(Saved entries)
────────────────────

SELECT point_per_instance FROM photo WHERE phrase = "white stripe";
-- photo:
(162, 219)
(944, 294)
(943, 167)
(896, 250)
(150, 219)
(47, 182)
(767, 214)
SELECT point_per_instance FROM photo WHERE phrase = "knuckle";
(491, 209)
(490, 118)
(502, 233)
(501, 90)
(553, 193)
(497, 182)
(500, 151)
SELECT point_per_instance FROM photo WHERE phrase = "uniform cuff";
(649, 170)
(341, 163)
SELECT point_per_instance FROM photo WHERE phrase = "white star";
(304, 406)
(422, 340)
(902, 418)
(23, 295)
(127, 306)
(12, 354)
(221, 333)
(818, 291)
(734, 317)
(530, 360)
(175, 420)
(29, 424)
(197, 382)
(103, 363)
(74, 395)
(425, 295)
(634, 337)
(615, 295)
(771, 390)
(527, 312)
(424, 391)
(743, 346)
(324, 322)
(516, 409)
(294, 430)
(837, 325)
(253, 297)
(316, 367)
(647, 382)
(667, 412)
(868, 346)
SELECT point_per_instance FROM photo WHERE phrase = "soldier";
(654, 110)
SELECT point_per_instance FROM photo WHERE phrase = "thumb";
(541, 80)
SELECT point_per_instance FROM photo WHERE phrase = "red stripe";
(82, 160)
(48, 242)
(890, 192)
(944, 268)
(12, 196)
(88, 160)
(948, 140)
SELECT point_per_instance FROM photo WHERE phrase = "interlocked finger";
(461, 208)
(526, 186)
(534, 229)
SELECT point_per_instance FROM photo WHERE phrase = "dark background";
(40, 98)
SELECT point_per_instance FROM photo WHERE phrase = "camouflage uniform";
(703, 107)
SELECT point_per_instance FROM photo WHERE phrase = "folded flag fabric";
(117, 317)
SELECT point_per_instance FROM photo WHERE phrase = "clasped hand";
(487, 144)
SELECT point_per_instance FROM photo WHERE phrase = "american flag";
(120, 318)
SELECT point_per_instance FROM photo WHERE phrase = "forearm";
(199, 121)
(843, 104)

────────────────────

• **TASK ITEM**
Whatever appears in the data above is to be set down exactly.

• **RESULT BELOW**
SELECT point_per_instance FROM photo WHERE phrase = "white stripe";
-- photo:
(162, 219)
(944, 294)
(943, 167)
(896, 250)
(150, 219)
(47, 182)
(767, 214)
SELECT point_per_instance FROM photo WHERE phrase = "knuckle";
(491, 209)
(490, 118)
(502, 233)
(501, 90)
(553, 193)
(497, 182)
(500, 151)
SELECT point_per_instance FROM photo WHERE phrase = "uniform cuff";
(649, 170)
(341, 163)
SELECT point_per_instance FROM photo WHERE phrase = "white star";
(304, 406)
(422, 340)
(902, 418)
(23, 295)
(127, 306)
(12, 354)
(221, 333)
(818, 291)
(734, 317)
(530, 360)
(175, 420)
(29, 424)
(197, 382)
(103, 363)
(74, 395)
(425, 295)
(634, 337)
(615, 295)
(771, 390)
(527, 312)
(424, 391)
(743, 346)
(324, 322)
(516, 409)
(294, 430)
(837, 325)
(253, 297)
(316, 367)
(647, 382)
(667, 412)
(868, 346)
SELECT point_per_instance FROM photo WHERE phrase = "soldier";
(654, 110)
SELECT point_per_instance FROM photo WHERE phrase = "thumb";
(541, 80)
SELECT point_per_instance FROM photo WHERE phrase = "red stripe";
(82, 160)
(48, 242)
(890, 192)
(944, 268)
(12, 196)
(88, 160)
(948, 140)
SELECT point_per_instance FROM photo WHERE phrase = "interlocked finger";
(461, 208)
(526, 186)
(534, 229)
SELECT point_per_instance FROM photo WHERE phrase = "dark background";
(40, 98)
SELECT point_per_instance FROM photo WHERE phrase = "camouflage uniform";
(703, 107)
SELECT point_per_instance FROM photo WHERE phrase = "folded flag fabric";
(117, 317)
SELECT point_per_instance FROM photo WHERE phrase = "clasped hand";
(487, 144)
SELECT point_per_instance FROM photo WHERE phrase = "american flag";
(120, 318)
SELECT point_per_instance FROM photo WHERE phrase = "forearm";
(199, 121)
(843, 104)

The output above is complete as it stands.